• _Information shown_:
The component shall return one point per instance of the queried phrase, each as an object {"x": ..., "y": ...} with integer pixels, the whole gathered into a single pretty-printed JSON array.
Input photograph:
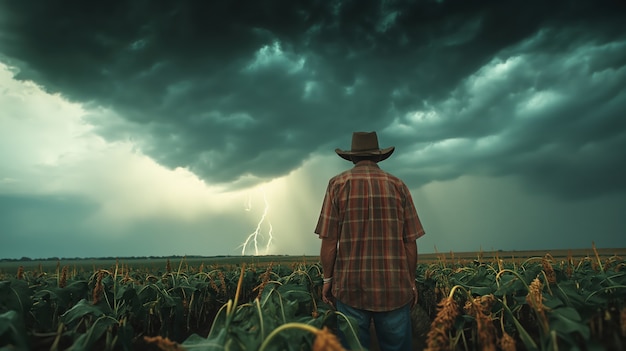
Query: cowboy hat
[{"x": 365, "y": 144}]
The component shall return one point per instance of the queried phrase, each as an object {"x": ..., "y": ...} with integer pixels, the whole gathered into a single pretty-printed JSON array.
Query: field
[{"x": 524, "y": 300}]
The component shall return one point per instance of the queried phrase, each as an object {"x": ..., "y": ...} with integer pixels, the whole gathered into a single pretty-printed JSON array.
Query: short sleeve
[{"x": 328, "y": 222}]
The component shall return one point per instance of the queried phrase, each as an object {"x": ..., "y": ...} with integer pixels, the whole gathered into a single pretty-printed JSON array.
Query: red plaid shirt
[{"x": 371, "y": 214}]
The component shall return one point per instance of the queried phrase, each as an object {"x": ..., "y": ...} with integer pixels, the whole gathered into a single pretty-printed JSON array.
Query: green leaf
[{"x": 87, "y": 340}]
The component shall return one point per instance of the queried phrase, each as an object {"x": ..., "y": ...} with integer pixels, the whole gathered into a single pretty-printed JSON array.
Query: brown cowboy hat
[{"x": 365, "y": 144}]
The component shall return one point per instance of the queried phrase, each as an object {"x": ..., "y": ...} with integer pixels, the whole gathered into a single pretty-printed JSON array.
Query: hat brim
[{"x": 379, "y": 155}]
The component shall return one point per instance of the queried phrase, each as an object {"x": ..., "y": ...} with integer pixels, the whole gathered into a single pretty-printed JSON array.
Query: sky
[{"x": 154, "y": 128}]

• _Task description_:
From the rows above, copy out each line that contains the string "Query".

• _Reply_:
Query: cowboy hat
Query: field
Query: short sleeve
Query: red plaid shirt
Query: green leaf
Query: brown cowboy hat
Query: hat brim
Query: sky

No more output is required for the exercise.